= SET TASK =
Produce an exact copy of the lines from the line that contains "Locate every instance of the sofa" to the end of the listing below.

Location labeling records
"""
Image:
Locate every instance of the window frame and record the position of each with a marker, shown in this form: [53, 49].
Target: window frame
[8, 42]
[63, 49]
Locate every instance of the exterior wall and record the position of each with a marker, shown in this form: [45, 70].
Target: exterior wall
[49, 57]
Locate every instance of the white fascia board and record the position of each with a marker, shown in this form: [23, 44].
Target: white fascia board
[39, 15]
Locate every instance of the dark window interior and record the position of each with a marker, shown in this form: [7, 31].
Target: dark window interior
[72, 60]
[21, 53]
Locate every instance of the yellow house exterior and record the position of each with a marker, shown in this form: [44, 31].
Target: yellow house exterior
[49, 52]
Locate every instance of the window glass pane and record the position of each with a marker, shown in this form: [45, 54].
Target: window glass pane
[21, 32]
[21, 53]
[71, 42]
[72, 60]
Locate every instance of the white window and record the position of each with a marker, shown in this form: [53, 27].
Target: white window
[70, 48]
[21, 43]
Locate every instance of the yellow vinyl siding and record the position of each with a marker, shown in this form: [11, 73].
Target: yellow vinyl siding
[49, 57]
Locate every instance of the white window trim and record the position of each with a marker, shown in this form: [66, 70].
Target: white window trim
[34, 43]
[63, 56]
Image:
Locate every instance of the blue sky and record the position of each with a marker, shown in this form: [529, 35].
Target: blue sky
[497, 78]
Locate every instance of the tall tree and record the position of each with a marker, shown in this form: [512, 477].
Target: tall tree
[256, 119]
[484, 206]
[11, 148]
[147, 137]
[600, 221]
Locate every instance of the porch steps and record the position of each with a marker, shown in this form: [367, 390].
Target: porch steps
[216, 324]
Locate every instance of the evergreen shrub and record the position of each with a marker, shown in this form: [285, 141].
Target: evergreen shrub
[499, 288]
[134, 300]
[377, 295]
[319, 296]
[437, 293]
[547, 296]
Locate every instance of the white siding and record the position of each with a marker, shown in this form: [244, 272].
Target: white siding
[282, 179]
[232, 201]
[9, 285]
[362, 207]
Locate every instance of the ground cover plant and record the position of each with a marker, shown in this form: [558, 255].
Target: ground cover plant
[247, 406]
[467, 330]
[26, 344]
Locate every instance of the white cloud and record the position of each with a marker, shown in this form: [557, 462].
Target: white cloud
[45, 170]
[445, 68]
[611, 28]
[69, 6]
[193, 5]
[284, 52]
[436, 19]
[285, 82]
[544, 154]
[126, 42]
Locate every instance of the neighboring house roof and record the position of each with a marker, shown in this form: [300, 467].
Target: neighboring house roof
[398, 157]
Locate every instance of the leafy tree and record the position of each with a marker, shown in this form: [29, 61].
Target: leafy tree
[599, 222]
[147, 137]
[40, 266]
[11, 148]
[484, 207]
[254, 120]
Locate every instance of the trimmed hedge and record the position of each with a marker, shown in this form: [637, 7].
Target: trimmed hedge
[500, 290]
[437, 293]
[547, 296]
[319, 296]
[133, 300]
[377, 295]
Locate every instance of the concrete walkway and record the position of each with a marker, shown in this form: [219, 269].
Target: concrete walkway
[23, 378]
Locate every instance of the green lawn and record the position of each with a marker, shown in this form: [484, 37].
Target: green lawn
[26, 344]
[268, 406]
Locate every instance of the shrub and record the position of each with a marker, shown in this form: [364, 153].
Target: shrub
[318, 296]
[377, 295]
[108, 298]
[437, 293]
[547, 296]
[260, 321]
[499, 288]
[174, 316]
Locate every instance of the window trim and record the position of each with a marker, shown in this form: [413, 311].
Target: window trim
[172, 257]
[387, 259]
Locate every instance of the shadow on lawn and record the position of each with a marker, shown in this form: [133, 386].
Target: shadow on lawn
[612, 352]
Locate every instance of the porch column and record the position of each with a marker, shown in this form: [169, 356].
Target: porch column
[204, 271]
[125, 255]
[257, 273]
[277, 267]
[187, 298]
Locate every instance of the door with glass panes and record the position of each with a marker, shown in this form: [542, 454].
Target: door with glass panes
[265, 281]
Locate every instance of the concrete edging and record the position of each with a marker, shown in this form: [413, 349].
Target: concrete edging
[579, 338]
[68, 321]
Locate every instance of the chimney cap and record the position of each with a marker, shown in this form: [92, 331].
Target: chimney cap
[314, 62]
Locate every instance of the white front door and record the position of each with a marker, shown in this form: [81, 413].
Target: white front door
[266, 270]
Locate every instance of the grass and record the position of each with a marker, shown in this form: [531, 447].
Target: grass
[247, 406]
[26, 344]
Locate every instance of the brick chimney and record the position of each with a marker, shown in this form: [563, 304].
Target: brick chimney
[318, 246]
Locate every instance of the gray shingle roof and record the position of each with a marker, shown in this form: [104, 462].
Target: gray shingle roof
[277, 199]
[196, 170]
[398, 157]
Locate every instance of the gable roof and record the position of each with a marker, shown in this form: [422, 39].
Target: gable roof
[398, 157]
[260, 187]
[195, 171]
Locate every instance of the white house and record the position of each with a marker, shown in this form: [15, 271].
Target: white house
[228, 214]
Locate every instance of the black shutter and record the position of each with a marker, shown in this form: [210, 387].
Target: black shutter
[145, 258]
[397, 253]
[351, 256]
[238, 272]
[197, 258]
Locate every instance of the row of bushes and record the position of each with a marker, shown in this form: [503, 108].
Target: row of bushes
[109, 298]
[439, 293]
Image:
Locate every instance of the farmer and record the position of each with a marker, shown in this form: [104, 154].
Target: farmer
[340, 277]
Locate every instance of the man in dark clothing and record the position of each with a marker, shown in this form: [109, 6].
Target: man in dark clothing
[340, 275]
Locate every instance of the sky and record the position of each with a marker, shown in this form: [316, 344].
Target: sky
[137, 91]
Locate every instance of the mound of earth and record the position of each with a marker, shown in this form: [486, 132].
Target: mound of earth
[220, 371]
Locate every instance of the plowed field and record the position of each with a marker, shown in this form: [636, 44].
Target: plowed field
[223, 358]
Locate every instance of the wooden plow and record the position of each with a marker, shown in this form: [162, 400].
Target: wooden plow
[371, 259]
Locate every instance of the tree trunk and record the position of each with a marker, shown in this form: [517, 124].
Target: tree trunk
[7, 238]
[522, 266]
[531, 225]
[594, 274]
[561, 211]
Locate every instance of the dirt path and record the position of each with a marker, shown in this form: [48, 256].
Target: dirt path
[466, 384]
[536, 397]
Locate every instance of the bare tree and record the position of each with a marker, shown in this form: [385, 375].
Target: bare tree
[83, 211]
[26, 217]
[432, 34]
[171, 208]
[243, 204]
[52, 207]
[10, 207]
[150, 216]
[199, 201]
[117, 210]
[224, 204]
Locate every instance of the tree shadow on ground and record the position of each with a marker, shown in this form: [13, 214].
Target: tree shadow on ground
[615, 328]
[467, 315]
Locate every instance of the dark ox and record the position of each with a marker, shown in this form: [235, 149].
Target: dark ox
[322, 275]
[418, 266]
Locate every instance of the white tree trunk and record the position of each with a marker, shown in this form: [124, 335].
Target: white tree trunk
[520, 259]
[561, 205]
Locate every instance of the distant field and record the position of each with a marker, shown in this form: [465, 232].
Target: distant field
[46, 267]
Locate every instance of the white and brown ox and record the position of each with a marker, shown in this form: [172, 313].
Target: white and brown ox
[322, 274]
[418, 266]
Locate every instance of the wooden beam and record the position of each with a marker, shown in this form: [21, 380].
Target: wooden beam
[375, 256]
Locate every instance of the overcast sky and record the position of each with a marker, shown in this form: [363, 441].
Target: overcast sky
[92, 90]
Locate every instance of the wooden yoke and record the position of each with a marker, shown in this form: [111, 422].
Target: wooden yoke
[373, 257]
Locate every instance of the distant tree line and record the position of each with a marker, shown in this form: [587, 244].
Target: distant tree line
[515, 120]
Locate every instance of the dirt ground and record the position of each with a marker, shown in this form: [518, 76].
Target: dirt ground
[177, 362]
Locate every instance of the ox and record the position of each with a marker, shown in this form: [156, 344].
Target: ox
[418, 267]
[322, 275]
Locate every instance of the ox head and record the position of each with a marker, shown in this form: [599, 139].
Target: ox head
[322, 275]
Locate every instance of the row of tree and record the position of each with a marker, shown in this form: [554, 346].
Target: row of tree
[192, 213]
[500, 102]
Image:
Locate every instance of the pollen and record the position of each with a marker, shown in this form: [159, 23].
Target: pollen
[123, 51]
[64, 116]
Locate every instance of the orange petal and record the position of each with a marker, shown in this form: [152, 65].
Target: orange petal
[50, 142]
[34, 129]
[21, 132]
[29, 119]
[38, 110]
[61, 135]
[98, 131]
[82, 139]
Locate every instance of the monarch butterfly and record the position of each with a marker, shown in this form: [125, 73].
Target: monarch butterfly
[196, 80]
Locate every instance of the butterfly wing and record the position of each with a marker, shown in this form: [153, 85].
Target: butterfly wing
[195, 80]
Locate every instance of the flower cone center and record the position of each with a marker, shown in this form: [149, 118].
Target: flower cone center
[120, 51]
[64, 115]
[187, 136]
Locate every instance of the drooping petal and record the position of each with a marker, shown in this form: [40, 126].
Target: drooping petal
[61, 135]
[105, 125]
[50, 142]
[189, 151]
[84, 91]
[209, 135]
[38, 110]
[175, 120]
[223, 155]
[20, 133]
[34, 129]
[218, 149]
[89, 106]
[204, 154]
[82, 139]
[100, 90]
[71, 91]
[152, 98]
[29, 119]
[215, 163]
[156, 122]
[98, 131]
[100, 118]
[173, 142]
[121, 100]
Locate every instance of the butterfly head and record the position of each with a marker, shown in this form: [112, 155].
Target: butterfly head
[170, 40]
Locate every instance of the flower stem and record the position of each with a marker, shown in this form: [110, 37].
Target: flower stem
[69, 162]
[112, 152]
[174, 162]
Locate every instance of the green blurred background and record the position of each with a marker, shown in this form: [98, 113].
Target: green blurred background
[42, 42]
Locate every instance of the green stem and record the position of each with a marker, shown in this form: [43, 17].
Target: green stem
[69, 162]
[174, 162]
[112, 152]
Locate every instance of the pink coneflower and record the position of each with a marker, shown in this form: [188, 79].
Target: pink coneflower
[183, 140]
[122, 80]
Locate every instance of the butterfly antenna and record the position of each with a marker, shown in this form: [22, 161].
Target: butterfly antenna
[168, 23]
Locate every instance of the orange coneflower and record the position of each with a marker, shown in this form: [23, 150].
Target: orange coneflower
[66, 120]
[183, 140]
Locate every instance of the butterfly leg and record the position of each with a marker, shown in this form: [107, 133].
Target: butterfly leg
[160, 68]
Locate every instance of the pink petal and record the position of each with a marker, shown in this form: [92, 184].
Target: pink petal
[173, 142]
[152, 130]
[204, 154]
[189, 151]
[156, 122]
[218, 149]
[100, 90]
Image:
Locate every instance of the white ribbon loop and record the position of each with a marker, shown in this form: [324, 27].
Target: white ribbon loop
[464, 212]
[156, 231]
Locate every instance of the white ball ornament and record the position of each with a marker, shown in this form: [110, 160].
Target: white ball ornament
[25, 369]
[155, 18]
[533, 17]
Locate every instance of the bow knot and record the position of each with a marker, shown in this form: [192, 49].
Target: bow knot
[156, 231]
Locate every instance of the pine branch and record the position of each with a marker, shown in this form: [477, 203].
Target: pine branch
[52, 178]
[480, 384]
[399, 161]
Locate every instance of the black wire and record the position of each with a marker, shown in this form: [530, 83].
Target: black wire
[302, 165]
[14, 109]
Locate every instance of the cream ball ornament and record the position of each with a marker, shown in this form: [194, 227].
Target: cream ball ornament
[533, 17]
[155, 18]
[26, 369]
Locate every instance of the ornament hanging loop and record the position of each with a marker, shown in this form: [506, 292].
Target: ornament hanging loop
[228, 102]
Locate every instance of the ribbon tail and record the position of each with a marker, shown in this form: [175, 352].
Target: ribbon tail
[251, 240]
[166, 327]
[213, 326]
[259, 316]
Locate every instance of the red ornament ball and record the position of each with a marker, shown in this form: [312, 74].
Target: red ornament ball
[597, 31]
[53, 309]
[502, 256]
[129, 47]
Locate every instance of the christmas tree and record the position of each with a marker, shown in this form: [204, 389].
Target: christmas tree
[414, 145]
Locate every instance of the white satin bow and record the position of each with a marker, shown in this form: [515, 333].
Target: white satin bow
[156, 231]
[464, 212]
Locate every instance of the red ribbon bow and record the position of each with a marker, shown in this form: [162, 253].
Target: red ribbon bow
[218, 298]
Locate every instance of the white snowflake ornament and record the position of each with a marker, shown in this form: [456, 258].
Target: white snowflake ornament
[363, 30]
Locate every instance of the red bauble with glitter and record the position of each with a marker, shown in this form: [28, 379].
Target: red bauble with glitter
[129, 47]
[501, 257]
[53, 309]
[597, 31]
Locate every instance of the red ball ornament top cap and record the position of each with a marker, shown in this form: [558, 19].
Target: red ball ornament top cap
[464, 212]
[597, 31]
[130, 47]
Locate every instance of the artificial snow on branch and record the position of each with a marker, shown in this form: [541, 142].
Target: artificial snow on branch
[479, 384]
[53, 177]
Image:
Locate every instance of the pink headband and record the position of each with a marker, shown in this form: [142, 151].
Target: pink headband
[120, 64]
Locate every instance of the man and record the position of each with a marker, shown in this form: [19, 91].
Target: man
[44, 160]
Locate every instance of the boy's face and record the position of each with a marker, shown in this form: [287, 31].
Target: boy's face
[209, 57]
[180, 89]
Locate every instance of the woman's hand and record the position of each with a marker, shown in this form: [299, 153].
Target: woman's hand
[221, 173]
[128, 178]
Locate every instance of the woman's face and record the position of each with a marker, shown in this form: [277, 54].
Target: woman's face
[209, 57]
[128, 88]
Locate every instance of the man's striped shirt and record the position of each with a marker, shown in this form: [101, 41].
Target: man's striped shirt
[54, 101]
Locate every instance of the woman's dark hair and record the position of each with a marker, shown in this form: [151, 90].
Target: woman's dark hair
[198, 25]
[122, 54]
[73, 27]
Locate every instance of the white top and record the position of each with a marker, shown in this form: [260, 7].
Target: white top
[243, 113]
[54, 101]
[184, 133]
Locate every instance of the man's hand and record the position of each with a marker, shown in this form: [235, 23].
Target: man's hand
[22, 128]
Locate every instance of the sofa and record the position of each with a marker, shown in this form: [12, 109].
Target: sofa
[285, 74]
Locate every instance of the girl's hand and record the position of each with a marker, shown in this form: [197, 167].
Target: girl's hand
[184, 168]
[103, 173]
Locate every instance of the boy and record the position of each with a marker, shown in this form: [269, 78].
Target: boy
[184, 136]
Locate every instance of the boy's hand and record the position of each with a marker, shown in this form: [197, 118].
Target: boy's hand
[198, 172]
"""
= PROBLEM SOLUTION =
Locate every instance of the sofa and record the position of each with a marker, shown in this form: [12, 109].
Target: sofa
[285, 74]
Locate every instance of the girl's hand and record the position of each with a marker, shown in this form: [197, 167].
Target: girl's hand
[184, 168]
[103, 173]
Locate every instance of the boy and record the position of each with a marker, shown in this form: [269, 78].
Target: boy
[184, 136]
Locate every instance of the boy's hand and record the position of each with a marker, shown in this form: [197, 118].
Target: boy's hand
[198, 172]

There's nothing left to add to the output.